### [Prompt]
Find all lines below containing the string "white" and return them.

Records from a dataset
'''

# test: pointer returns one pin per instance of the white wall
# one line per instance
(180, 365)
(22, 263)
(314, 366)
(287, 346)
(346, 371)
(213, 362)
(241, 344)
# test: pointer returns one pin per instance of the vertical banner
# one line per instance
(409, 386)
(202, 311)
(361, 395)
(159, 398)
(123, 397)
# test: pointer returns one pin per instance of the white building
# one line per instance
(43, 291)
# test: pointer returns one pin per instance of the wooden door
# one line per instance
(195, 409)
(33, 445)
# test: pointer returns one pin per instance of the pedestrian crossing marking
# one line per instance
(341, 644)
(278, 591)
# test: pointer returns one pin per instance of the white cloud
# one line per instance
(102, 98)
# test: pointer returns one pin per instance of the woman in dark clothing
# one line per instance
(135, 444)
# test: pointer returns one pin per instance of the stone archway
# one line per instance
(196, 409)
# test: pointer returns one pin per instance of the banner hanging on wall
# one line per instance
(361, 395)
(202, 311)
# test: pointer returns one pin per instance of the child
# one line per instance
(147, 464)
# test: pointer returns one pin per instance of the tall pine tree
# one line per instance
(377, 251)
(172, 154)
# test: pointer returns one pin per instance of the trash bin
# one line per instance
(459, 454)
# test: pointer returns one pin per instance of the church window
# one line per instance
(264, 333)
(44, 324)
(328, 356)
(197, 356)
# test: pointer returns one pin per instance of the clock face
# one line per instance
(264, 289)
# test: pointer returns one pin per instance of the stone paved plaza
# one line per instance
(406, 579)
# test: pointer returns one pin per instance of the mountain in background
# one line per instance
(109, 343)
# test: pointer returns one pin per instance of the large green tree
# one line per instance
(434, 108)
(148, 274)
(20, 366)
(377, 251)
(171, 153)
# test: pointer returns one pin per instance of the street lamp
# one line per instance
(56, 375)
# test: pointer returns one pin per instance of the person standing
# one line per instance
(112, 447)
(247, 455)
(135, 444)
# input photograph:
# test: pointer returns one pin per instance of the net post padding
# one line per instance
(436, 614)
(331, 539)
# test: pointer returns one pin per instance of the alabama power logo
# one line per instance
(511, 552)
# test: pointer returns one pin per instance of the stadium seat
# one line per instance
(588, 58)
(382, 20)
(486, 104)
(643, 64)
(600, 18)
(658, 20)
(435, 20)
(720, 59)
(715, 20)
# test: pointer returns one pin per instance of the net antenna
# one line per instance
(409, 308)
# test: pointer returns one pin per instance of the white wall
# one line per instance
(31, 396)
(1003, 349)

'''

### [The completed task]
# test: pointer returns one pin per instance of the white wall
# test: pointer returns one pin per instance of the white building
# test: pointer returns one pin per instance of the white cloud
# test: pointer returns one pin per instance of the white wall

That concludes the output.